Reproduce verbatim the stretch of entries from the line containing "Segment every instance of the <item>white wedding" through the line containing "MULTIPOLYGON (((140 76, 129", with both of those lines included.

[start The records]

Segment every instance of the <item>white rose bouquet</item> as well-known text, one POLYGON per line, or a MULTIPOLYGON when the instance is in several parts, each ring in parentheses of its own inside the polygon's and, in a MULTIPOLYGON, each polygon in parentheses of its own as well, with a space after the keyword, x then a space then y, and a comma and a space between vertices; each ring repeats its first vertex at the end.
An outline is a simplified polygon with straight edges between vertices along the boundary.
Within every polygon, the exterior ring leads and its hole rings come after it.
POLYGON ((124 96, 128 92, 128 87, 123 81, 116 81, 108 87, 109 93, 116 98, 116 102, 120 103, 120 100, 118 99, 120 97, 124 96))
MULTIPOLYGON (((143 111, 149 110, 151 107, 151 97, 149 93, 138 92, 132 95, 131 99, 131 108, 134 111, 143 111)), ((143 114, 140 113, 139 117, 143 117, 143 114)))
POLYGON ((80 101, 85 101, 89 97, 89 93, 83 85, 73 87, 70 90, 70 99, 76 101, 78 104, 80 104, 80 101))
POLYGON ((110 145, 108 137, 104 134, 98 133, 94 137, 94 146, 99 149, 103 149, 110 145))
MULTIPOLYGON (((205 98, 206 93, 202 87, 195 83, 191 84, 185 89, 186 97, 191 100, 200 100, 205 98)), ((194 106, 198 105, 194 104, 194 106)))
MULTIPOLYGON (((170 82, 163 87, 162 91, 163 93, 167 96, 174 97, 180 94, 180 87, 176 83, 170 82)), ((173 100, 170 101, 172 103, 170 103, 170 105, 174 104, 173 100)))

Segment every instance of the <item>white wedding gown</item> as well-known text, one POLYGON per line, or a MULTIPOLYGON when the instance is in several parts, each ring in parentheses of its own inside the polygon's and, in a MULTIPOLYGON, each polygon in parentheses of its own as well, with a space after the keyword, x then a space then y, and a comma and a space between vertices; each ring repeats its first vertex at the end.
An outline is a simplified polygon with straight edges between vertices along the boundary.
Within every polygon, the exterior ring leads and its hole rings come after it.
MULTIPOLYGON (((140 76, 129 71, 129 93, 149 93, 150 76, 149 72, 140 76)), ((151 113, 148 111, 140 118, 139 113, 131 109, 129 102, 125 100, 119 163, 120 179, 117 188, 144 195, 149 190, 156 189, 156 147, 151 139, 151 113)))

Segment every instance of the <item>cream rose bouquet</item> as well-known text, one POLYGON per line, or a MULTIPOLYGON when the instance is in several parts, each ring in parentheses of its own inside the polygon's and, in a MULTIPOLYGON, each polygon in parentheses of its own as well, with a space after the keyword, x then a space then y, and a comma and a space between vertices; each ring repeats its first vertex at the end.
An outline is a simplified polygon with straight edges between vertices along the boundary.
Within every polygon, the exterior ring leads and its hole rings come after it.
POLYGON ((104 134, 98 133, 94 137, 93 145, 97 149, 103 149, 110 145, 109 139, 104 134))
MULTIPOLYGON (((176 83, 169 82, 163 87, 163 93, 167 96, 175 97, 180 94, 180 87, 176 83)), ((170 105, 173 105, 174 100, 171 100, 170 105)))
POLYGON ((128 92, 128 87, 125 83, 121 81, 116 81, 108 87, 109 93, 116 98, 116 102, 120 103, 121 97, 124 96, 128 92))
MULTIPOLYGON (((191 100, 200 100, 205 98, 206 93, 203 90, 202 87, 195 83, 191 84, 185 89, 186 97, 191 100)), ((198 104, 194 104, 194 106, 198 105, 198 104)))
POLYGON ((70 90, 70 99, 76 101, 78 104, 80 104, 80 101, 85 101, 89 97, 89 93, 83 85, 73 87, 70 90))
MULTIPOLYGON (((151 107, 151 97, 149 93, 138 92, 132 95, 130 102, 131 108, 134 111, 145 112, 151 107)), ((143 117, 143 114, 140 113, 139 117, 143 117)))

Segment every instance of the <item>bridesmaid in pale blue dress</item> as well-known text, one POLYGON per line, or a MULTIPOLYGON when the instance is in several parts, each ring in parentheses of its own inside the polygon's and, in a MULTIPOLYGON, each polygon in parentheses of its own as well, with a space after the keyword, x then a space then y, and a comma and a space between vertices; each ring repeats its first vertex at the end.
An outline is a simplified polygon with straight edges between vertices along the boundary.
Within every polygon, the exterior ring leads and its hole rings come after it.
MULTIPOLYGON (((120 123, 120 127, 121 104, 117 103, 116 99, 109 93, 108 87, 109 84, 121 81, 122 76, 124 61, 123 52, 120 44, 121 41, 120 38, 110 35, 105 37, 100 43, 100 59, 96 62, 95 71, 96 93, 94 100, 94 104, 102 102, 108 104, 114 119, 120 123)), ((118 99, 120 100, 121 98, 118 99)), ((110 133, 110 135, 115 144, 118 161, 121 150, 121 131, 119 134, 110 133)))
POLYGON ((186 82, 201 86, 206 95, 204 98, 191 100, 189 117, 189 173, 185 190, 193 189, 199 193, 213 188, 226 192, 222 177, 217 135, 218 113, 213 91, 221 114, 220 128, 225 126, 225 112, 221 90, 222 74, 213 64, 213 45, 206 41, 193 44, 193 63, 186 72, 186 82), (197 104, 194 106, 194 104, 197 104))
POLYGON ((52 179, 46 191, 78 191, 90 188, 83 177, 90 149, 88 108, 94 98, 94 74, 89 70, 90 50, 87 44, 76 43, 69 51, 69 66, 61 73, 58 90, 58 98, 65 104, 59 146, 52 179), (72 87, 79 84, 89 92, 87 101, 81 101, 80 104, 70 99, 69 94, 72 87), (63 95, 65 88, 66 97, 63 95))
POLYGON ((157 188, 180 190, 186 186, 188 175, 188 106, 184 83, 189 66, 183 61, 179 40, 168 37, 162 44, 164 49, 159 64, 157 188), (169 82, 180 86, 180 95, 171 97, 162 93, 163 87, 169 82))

[end The records]

_Expected answer_
Segment every instance of the <item>white wedding gown</item> as well-known text, one POLYGON per line, or a MULTIPOLYGON when the instance is in several parts, each ring in parentheses of its own inside the polygon's and, in a MULTIPOLYGON, each polygon in parentheses of its own as well, with a space after the keyword, x then a space then y, and a comma and a space between vertices; each ring repeats its first vertex at the end.
An outline is a simplified polygon with straight edges between vertices along the boundary.
Within every polygon, the exterior ring leads and its hole rings come after it.
MULTIPOLYGON (((140 76, 129 71, 129 93, 149 93, 150 76, 149 72, 140 76)), ((151 113, 148 111, 140 118, 139 113, 131 109, 129 102, 125 100, 119 163, 120 179, 117 188, 144 195, 149 190, 156 189, 156 147, 151 139, 151 113)))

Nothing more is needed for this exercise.